O que se pede
Transcreva sem nenhuma alteração as linhas de todos os itens abaixo.

Material fornecido
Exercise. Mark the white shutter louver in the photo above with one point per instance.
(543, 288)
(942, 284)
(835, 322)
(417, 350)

Resolução
Exercise. Mark the white shutter louver in the photo above with one point per instance.
(543, 288)
(942, 284)
(835, 322)
(417, 350)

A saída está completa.